Stated problem A —
In the excerpt on the Seifert–van Kampen theorem, in what category is the square of fundamental groups a pushout?
Stated problem B —
Please restate the excerpt on the Seifert–van Kampen theorem, starting with "Theorem (Seifert - van" and going on through "for both equations.", substituting "path-connected" for "path connected".
Stated problem C —
Name every person mentioned in the excerpt on the Seifert–van Kampen theorem.

Page —

We shall see that 2. can be generalized so that we can prove

Theorem (Seifert - van Kampen). Let $X$ be a topological space and $X_0,X_1\subset X$ be subsets whose interiors cover $X$ such that $X_{01}=X_0\cap X_1$ is path connected. Then for any choice of base point $\ast\in X_{01}$ \begin{matrix}\pi_1(X_{01},\ast) & \to & \pi_1(X_0,\ast)\\ \downarrow&&\downarrow \\ \pi_1(X_1,\ast) & \to & \pi_1(X,\ast) \end{matrix} is a pushout in the category of groups.

Proof. As Tyrone suggested in his comment, for a pointed space $(Z,z)$ let us denote by $\tilde Z$ the path-component of $Z$ containing the basepoint $z$. From Jackson's and your answers we know that for $X_{01}$ path connected and $* \in X_{01}$ we have $\tilde X_{01} := \tilde X_0 \cap \tilde X_1 = X_{01}$ and $\tilde X = \tilde X_0 \cup \tilde X_1$. Note that $X_{01}$ path connected is essential for both equations.

Items —
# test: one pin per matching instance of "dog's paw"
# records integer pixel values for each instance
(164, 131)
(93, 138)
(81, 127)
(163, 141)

Complete answer A —
The category of groups.

Complete answer B —
Theorem (Seifert - van Kampen). Let $X$ be a topological space and $X_0,X_1\subset X$ be subsets whose interiors cover $X$ such that $X_{01}=X_0\cap X_1$ is path-connected. Then for any choice of base point $\ast\in X_{01}$ \begin{matrix}\pi_1(X_{01},\ast) & \to & \pi_1(X_0,\ast)\\ \downarrow&&\downarrow \\ \pi_1(X_1,\ast) & \to & \pi_1(X,\ast) \end{matrix} is a pushout in the category of groups.

Proof. As Tyrone suggested in his comment, for a pointed space $(Z,z)$ let us denote by $\tilde Z$ the path-component of $Z$ containing the basepoint $z$. From Jackson's and your answers we know that for $X_{01}$ path-connected and $* \in X_{01}$ we have $\tilde X_{01} := \tilde X_0 \cap \tilde X_1 = X_{01}$ and $\tilde X = \tilde X_0 \cup \tilde X_1$. Note that $X_{01}$ path-connected is essential for both equations.

Complete answer C —
Seifert, van Kampen, Tyrone, Jackson